Italy's newly elected prime minister, Romano Prodi, unveiled his center-left government Wednesday, ending weeks of political stalemate and pledging to rebuild solidarity and consensus after bitterly divisive elections.
Prodi heads up Italy's 61st postwar government
As expected, it features former Prime Minister Massimo D'Alema as foreign minister and former European Central Bank board member Tomasso Padoa-Schioppa as economics minister. D'Alema, 57, will also hold one of two deputy prime ministerial positions along with Francesco Rutelli, who doubles as culture minister.
Prodi was formally sworn in as prime minister by President Giorgio Napolitano ahead of his 25-member cabinet, ushering in a new era in Italian politics after his victory in last month's general elections, which is still being contested by the ousted center-right.
The appointment of the 65-year-old technocrat Padoa-Schioppa as economics minister is likely to be seen by the markets and international financial bodies as a promise of measures to reduce public debt, which mushroomed under the outgoing conservative government of Silvio Berlusconi.
Padoa-Schioppa's presence in the cabinet may reassure the business-minded
Prodi, a former European Commission president, was only able to complete his list after haggling within his nine-party coalition over key posts, which went on until the early hours of Wednesday. The bickering underlines the problems Prodi is likely to face in government as he defends a razor-thin parliamentary majority after the closest Italian election in living memory.

Items listed in a dataset
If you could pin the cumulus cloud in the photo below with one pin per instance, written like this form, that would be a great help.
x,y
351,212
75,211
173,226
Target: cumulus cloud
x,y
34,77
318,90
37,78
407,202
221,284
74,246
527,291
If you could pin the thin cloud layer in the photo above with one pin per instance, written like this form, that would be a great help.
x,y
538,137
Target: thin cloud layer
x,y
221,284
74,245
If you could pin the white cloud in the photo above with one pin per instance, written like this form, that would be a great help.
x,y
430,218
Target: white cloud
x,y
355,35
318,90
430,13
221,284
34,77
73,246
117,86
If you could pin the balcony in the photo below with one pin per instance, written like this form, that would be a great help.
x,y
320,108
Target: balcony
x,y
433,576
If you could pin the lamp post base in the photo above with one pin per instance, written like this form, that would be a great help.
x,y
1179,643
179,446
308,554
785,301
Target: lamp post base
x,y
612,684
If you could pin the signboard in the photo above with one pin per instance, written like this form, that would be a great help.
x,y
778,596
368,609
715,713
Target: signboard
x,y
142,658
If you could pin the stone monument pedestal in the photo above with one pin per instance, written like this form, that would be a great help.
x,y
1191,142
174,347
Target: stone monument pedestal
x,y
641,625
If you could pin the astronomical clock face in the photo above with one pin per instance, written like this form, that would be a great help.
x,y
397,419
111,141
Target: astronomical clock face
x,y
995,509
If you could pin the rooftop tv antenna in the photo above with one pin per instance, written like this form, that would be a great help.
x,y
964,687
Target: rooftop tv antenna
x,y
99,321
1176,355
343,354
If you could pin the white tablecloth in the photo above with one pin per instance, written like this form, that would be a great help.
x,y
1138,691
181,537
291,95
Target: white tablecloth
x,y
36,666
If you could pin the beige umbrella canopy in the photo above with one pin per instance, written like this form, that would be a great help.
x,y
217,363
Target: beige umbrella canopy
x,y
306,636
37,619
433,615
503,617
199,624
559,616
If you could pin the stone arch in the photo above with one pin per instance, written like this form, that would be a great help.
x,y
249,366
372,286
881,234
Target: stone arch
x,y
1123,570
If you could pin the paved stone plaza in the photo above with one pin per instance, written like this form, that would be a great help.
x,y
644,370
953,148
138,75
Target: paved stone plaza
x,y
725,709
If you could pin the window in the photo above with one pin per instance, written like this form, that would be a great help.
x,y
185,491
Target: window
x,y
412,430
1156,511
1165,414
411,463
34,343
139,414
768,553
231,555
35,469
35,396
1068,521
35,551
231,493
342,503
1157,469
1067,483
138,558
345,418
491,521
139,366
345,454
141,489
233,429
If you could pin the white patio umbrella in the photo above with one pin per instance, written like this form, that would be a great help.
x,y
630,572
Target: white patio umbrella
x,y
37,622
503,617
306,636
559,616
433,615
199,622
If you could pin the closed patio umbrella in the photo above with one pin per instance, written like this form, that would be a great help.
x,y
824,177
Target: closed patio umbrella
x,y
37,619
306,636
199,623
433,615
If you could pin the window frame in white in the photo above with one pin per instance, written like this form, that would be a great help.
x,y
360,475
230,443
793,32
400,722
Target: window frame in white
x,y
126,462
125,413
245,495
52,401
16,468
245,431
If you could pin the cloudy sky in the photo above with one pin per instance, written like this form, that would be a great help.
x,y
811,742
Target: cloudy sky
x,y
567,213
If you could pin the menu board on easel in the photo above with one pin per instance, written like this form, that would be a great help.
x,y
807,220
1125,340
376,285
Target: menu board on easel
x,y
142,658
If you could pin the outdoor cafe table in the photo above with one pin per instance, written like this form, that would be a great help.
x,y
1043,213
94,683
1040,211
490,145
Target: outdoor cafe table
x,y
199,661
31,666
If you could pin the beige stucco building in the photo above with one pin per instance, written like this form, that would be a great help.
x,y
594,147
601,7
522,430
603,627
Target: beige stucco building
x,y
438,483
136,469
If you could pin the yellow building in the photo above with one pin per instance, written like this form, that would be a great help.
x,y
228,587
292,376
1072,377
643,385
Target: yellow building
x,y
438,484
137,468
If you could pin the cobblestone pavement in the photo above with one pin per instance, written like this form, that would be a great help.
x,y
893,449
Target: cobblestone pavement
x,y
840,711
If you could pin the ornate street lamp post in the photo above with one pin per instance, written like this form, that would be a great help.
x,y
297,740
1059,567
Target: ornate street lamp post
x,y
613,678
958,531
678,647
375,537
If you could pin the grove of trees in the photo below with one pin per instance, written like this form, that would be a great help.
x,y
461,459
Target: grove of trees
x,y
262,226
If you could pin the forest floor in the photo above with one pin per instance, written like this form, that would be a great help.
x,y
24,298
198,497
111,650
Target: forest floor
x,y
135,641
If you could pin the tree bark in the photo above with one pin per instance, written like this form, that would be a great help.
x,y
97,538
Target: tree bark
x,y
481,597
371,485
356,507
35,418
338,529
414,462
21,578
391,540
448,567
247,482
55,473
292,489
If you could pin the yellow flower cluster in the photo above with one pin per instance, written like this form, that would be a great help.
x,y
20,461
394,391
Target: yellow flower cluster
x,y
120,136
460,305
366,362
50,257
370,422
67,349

BRIEF: Return the part of the Prodi cabinet article from "Padoa-Schioppa's presence in" to "in living memory.", copied word for word.

OUTPUT OF THE TASK:
Padoa-Schioppa's presence in the cabinet may reassure the business-minded
Prodi, a former European Commission president, was only able to complete his list after haggling within his nine-party coalition over key posts, which went on until the early hours of Wednesday. The bickering underlines the problems Prodi is likely to face in government as he defends a razor-thin parliamentary majority after the closest Italian election in living memory.